* **SET EXERCISE A**
According to the passage about Victor Cannon Brookes and the IRD, who set up the IRD, and in what year?
* **SET EXERCISE B**
Carry the passage about Victor Cannon Brookes and the IRD forward from its final line.

* **DOCUMENT PASSAGE**
┄┄┄┄┄┄┄┄┄┄
If "Cannon Brookes was the front man for several news agencies and
 publishing firms, ostensibly quite independent, which spread round
 the Near and Middle East notions of how the free world should run",
does anyone know exactly which agencies and publishers he fronted?

-------

Thanks for forwarding this. Foot tantalisingly trails off with the merest
hints of what Cannon Brookes spent most of his life doing, having
concentrated on a relatively short period of time in which few would find
fault, considering the object of his work at SOE. Nevertheless it was SOE
that partly spawned all the empire loyalist lunacy that captivated the upper
and middle echelons of the British state right up until the 1980s. The "old
boy network" benignly referred to here was in fact a very closed circle
whose mores were ultimately disastrous for the interests they purportedly
served (the British Empire) but certainly costly for the unfortunate
colonists of that empire (including Zimbabwe and Northern Ireland) in
addition to the British working class.

The IRD was set up by Foreign Secretary Ernest Bevin in 1948 with the
original intention of disseminating propaganda favourable to a British
"third position", in which the model of the Attlee government would serve as
an alternative to both untrammelled capitalism and especially Soviet
communism. Naturally, considering the type of people responsible for making
the body run (civil servants) and Bevin's own fanatical anti-communism, the
IRD very quickly established itself as a fiercely anti-Soviet media
manipulation outfit dedicated to furthering British (and increasingly US)
interests abroad, and domestically. The story is told in some detail by Paul
Lashmar and James Oliver, in "Britain's Secret Propaganda War 1948-1977"
(Sutton Publishing, 1998), according to whom:

"Victor Cannon Brookes had been in the SOE during the Second World War as
private secretary to Lord Selbourne. After the war he set up in private
practice as a solicitor, where he was to run the legal side of a network of
MI6/IRD front companies for more than thirty years. At the end of the war,
nearly all of the SOE's office workers had returned to civilian life, but
Adelaide Maturin remained in government service and was appointed a career
officer in the Secret Service, a post in which she continued until her
retirement in 1970. According to former ANA staffer Bob Petty, Maturin was
in charge of the money, spent time in the agency's London office and had to
be consulted over any expenditure. As we will see she in effect became the
managing director of a chain of new agencies that at their height employed
some 600 staff located across the world. Between 1948 and 1952, Cannon
Brookes, on behalf of his secret employers, launched three further news
agencies: Near and Far East News Ltd (NAFEN), NAFEN (Asia) Ltd and Arab News
Agency (Cairo) Ltd. Adelaide Maturin was registered as company secretary in
each case." (p. 78)
┄┄┄┄┄┄┄┄┄┄
* **RECORD LIST**
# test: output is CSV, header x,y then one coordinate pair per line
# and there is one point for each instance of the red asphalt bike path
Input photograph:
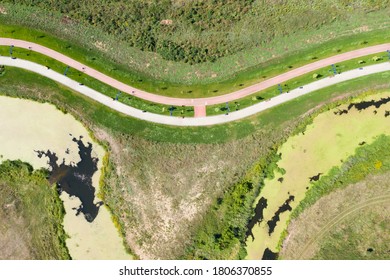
x,y
198,103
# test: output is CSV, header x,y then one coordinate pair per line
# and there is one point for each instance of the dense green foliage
x,y
370,159
244,136
199,31
222,235
30,197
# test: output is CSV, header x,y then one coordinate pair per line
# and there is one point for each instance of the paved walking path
x,y
199,121
198,102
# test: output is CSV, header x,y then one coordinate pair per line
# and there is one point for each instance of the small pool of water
x,y
46,138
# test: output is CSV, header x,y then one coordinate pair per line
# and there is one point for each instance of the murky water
x,y
46,138
333,136
76,178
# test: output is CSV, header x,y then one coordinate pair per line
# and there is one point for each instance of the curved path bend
x,y
198,103
200,121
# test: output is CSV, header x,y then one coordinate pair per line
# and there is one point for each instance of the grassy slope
x,y
32,213
226,80
188,111
368,160
130,183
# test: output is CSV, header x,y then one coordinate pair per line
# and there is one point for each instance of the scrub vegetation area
x,y
31,214
149,71
148,164
188,192
349,203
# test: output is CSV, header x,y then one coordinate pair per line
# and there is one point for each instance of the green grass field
x,y
344,214
239,144
227,78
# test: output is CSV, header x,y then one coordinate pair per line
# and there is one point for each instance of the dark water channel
x,y
76,178
261,205
285,207
363,105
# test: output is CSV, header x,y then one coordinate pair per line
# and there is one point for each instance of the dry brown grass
x,y
160,191
14,238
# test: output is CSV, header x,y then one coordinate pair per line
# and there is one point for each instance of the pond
x,y
45,137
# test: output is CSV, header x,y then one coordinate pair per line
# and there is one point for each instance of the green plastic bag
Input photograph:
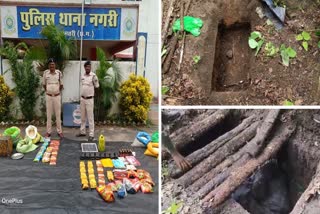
x,y
190,24
155,137
14,133
26,145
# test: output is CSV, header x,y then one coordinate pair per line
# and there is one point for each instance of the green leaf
x,y
291,52
196,59
288,103
255,35
253,43
306,35
270,49
164,89
285,58
260,43
305,45
299,37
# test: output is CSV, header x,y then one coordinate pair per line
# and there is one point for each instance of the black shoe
x,y
60,135
316,118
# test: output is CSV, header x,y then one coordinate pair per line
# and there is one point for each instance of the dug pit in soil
x,y
273,188
232,58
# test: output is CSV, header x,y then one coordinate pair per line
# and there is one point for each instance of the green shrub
x,y
5,99
135,99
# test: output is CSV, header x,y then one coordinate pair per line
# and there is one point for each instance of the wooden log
x,y
186,135
309,203
219,174
237,177
262,133
217,157
199,155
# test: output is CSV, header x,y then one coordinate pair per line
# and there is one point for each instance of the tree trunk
x,y
187,135
217,157
262,133
199,155
309,202
237,177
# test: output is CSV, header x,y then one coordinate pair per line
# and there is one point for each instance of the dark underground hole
x,y
274,188
229,123
232,58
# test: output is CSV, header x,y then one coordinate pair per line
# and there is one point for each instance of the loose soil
x,y
228,73
297,160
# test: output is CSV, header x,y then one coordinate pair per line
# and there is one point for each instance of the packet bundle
x,y
83,176
41,151
92,178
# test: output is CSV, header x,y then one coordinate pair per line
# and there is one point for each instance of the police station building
x,y
125,30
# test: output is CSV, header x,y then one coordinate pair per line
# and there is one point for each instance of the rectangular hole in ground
x,y
230,122
275,187
232,58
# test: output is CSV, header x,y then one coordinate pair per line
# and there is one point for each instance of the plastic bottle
x,y
102,144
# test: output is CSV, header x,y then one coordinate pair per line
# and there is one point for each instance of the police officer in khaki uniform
x,y
53,85
89,81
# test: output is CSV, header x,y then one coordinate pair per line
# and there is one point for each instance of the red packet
x,y
132,160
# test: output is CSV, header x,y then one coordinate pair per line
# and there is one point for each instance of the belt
x,y
53,95
86,98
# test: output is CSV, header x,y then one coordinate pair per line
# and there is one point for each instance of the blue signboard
x,y
98,24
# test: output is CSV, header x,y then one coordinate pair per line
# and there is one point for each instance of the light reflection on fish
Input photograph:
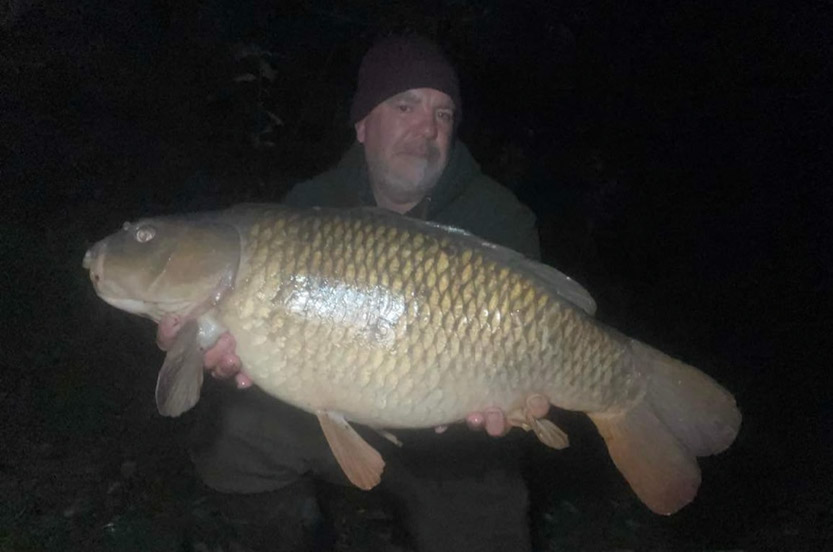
┄┄┄┄┄┄┄┄┄┄
* **EXERCISE OUTPUT A**
Foreign Secretary Ernest Bevin set it up in 1948.

* **EXERCISE OUTPUT B**
"The MI6-subsidized agencies and Reuters were to snuggle up close. In the
mid-1960s, all of the agencies had as their London office, St Brides House,
10-11 Salisbury Square, then largely occupied by Reuters and backing onto
the Reuters building at 85 Fleet Street. At this time there appeared to be a
new burst of IRD-orchestrated activity, with three new companies being
launched by Cannon Brookes: Regional News Services (Mid East) Ltd and the
RNS (Latin America) Ltd (St Brides House, Capital £50,000 and £40,000) and
International News Rights and Royalties Ltd (118 Fleet Street, capital
£40,000). " (p.79)

"The two Near and Far East News companies continued in existence. NAFEN
increased its capital in 1970, bringing to 21,500 the shareholdings of both
Maurice Macmillan [son of PM Harold -- MK] and Lord Hillingdon. Hillingdon
(C. H. Mills) was a member of the family that had long been associated with
Glyn Mills, the bankers. Other directors were journalists Norman Morris and
William Loving; Conservative MP and former MI6 officer Cranley Onslow, noted
for his 'fiery anti-Communism, which sometimes smacks of McCarthyism'
[according to an Andrew Roth profile in the New Statesman -- MK], and R. P.
T. Gibson, now Lord Gibson, chairman of the huge publishing group Pearson
Longman Ltd from 1967.Labour MP and News of the World's 'The Voice of
Reason' Woodrow Wyatt, was a shareholder from 1952. As about the time of the
split with Reuters, all of the news agencies changed their registered
address to Buchanan House, 24/30 Holborn WC1, a tall austere Victorian
building, just yards from the home of Mirror Newspapers. In 1972 the
solicitors firm of Cannon Brookes and Odgers also moved to Buchanan House."
(p.80)

"In the last wave of IRD fronts in 1971, Victor Cannon Brookes registered a
new company called World Feature Services Ltd (WFS) with the same address
(Buchanan House) and personnel as the other agencies. At about the same
time, INRAR ceased trading. The new agency moved to offices in Lambeth, with
shareholders listed as Derek Charles, a journalist; and Tom Neil, chairman,
a former colonial civil servant who rose to be chief British official in
Kenya at the time of independence in 1963. He then became director of the
Thomson Foundation. In 1968 INRAR had bought thirty-five out of ninety £1
shares in a Kenya company called Africa Features, of which James Holburn was
a director. Three years later, Africa Features was registered as a British
company by Victor Cannon Brookes at the same address as WFS. Its first
directors were Holburn; Sir Kenneth Granville Bradley, a Colonial civil
servant; and John Collier, a British journalist in Kenya. Collier, the
managing director of Africa Features, was an assistant editor with Visnews,
'the world's leading suppplier of TV news film' (from the BBC, NBC and the
Japanese NHK network), before he returned to Nairobi in 1966 'to start
Africa Features service'. Majority shareholder in Africa Features was
Seventh Nominees Ltd, a nominee company controlled by Cannon Brookes.
Holburn and Bradley resigned in July 1975 and were replaced by Derek Charles
and Tom Neil. Africa Features and WFS were then housed in the same office
with shared staff, and with Neil as chairman of both companies." (p.81)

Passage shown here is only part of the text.